=== GIVEN DATA ===

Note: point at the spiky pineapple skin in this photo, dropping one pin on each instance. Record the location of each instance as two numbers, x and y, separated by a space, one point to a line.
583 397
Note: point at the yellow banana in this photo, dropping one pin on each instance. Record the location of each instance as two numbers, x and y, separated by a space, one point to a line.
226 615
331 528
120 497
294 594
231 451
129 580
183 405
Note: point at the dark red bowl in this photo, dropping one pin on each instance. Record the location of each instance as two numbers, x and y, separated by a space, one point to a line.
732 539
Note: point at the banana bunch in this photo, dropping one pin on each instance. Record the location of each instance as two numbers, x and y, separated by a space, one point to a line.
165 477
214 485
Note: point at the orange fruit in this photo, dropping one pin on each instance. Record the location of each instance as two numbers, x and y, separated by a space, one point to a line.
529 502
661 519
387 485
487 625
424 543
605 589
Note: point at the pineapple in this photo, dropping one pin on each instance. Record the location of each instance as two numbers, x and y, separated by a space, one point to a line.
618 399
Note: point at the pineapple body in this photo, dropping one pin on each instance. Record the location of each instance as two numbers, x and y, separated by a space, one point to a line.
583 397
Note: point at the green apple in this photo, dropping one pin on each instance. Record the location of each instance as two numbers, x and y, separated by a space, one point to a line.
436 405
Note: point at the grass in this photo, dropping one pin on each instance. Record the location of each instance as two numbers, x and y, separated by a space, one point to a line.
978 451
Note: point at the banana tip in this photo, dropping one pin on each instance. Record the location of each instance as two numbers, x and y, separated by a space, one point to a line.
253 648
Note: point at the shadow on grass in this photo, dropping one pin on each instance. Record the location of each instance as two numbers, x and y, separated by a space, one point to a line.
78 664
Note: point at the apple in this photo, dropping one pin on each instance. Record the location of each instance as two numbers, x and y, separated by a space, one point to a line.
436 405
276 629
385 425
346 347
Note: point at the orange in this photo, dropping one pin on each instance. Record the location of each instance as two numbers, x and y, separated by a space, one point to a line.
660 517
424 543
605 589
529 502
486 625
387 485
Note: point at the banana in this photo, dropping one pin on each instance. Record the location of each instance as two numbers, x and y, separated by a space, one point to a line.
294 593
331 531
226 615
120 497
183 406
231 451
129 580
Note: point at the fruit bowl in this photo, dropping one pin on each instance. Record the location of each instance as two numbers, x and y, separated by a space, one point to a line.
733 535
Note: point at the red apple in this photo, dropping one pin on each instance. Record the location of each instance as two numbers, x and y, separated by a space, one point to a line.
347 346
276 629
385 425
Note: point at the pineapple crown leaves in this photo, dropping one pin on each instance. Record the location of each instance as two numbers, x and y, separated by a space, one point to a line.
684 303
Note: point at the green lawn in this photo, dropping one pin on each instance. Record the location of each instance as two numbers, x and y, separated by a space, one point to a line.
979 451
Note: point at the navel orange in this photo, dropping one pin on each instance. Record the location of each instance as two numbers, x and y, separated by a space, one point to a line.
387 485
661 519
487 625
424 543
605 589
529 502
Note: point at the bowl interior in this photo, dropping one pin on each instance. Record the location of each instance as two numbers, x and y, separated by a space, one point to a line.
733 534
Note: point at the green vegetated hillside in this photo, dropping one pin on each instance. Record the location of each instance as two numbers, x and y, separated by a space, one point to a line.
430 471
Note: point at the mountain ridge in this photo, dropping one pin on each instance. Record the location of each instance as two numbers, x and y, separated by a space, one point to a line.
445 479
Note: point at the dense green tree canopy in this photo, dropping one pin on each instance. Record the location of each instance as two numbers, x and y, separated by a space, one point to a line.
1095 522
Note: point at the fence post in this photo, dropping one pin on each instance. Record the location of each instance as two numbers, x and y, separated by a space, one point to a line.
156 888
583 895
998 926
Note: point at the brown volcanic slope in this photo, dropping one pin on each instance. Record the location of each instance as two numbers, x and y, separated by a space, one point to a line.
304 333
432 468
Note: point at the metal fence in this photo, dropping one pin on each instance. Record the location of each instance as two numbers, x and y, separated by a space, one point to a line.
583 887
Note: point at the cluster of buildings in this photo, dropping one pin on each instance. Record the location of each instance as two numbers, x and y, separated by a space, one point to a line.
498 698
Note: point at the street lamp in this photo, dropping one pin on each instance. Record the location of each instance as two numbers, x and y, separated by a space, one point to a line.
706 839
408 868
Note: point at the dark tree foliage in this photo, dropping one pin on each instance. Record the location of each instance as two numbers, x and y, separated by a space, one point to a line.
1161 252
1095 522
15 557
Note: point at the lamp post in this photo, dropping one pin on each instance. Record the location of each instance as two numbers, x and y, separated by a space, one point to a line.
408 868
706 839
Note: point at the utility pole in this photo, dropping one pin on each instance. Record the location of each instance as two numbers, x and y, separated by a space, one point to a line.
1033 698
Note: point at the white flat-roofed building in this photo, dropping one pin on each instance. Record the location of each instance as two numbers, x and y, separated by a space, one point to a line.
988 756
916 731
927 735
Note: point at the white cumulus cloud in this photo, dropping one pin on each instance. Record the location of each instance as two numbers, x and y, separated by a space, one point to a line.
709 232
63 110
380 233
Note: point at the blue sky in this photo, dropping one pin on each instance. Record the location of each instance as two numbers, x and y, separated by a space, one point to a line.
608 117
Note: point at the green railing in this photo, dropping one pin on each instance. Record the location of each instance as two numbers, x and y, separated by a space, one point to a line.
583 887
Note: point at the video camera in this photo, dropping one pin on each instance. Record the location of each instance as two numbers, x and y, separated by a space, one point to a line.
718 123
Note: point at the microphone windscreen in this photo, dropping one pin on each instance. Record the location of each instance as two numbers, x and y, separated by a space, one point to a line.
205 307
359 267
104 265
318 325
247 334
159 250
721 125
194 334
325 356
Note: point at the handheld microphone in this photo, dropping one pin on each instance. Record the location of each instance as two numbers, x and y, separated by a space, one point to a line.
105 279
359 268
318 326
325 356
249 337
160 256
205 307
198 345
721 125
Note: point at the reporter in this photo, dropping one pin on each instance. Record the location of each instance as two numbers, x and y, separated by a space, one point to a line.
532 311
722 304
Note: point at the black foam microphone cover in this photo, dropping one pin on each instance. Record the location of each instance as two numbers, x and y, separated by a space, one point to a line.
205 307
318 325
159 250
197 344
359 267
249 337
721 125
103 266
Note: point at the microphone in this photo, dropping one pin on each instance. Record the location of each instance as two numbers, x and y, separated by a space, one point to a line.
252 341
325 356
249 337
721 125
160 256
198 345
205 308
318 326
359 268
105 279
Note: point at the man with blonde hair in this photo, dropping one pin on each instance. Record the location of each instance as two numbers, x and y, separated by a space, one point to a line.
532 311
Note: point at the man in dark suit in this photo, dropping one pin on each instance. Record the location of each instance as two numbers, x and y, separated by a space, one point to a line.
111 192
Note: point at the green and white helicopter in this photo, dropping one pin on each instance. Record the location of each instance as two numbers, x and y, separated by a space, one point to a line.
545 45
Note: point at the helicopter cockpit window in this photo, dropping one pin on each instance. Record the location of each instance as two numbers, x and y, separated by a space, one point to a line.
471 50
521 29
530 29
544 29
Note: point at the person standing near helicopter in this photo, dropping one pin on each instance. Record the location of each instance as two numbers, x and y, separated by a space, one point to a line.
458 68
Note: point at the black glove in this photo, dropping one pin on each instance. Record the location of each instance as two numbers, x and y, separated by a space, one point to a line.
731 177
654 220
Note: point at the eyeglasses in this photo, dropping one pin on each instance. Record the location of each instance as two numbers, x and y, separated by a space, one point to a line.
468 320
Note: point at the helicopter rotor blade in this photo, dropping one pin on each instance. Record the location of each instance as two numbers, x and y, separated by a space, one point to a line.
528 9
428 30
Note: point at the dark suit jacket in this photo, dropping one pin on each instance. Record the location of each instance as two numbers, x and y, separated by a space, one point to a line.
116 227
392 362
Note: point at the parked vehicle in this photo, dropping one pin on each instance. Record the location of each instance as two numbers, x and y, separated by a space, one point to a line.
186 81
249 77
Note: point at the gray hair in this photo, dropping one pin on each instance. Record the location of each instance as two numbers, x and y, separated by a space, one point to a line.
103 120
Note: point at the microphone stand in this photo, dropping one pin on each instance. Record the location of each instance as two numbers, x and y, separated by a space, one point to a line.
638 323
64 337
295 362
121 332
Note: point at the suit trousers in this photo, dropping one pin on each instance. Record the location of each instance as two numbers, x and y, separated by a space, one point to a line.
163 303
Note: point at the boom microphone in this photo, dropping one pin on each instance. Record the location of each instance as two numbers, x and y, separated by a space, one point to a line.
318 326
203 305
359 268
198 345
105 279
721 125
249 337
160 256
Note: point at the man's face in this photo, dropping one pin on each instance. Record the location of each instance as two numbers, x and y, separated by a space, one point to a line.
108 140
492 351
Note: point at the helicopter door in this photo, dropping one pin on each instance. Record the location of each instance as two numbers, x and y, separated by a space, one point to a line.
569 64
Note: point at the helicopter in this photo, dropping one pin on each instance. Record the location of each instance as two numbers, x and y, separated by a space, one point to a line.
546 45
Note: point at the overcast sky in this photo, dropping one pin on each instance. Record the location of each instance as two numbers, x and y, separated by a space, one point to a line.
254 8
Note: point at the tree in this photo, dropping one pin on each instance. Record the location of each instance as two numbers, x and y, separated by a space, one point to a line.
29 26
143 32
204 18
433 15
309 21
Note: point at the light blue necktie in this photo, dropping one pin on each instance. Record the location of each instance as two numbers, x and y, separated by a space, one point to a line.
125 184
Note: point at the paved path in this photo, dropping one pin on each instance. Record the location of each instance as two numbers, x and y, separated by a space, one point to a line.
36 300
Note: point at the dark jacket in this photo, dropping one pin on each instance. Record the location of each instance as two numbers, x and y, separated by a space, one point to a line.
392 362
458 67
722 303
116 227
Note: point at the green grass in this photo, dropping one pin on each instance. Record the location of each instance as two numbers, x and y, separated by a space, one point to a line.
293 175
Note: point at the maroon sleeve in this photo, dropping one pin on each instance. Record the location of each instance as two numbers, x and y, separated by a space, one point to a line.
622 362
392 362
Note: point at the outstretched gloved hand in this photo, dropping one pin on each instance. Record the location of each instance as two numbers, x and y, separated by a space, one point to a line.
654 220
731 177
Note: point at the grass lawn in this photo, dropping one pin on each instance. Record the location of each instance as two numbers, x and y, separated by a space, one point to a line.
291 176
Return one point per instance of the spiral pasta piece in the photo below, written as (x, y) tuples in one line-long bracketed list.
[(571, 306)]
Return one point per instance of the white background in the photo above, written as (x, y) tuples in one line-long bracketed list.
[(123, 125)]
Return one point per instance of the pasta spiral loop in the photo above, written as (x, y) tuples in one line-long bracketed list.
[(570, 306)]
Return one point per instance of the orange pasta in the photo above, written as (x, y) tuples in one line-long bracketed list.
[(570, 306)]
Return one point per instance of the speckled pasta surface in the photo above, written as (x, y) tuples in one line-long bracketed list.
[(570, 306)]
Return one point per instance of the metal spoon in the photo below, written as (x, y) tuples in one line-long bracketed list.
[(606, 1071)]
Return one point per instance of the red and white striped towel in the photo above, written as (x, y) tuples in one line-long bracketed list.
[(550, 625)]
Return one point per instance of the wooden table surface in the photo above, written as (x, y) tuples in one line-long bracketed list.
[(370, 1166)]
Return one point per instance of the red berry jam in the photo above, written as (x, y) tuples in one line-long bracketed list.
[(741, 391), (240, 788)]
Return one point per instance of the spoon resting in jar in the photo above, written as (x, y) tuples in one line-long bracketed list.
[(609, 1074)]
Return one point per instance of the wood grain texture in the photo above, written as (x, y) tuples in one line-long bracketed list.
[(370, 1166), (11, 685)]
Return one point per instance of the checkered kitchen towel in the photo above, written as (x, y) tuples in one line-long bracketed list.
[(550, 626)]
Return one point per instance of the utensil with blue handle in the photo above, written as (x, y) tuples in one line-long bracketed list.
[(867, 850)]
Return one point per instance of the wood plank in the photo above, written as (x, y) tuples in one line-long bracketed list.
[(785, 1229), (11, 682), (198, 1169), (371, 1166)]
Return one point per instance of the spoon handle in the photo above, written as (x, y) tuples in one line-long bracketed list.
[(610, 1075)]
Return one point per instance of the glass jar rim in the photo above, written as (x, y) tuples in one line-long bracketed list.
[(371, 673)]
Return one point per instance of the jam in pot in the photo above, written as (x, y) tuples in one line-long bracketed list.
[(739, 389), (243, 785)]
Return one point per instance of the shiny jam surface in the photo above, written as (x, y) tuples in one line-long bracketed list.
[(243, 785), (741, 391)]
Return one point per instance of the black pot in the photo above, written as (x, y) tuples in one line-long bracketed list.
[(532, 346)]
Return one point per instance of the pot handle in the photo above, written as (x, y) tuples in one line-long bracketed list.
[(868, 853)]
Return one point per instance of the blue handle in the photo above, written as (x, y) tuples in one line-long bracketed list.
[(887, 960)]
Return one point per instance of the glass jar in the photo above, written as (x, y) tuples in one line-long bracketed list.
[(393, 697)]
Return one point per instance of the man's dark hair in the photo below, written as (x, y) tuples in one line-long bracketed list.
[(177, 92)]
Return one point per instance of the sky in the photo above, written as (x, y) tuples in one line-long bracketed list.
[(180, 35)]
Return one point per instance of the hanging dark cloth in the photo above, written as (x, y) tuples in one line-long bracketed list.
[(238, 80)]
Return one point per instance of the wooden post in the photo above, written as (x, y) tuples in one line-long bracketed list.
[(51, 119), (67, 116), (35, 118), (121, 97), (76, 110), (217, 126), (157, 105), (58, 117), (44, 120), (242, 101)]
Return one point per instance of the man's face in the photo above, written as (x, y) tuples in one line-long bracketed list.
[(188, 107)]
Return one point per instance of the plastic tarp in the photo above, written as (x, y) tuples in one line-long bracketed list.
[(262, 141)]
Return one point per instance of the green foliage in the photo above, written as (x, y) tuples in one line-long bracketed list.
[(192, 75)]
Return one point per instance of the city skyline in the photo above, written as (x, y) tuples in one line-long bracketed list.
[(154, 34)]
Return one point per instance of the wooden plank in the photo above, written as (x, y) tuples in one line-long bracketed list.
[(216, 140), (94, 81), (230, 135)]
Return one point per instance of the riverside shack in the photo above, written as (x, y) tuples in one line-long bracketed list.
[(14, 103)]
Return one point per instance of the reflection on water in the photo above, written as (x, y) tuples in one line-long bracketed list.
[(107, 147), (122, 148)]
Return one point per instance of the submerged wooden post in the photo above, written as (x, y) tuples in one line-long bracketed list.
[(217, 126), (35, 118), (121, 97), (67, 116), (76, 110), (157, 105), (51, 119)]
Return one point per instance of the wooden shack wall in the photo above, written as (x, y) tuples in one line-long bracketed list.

===

* _TASK DESCRIPTION_:
Copy out the items starting at the line that contains "Return one point per instance of the utensil" and ending after the line that contains "[(739, 389), (243, 785)]", renaming "wood plank" to "timber board" and leaving everything else unchanged.

* _RESPONSE TO THIS TASK_:
Return one point per instance of the utensil with blue handle in the photo above, written as (x, y) tuples in one line-long bracketed list.
[(867, 850)]
Return one point per instance of the timber board in the photo above, written as (x, y) tuples in one line-long bracketed list.
[(785, 1229), (11, 682), (198, 1169), (371, 1166)]
Return one point per instance of the spoon handle in the photo above, written as (x, y) tuples in one line-long bracketed list.
[(610, 1075)]
Return one point per instance of the glass jar rim in the photo above, written as (x, y) tuples in one line-long bracketed list.
[(371, 673)]
Return one point per instance of the jam in pot in the photo above, written as (x, y) tuples in one line-long bracketed list.
[(739, 389), (243, 785)]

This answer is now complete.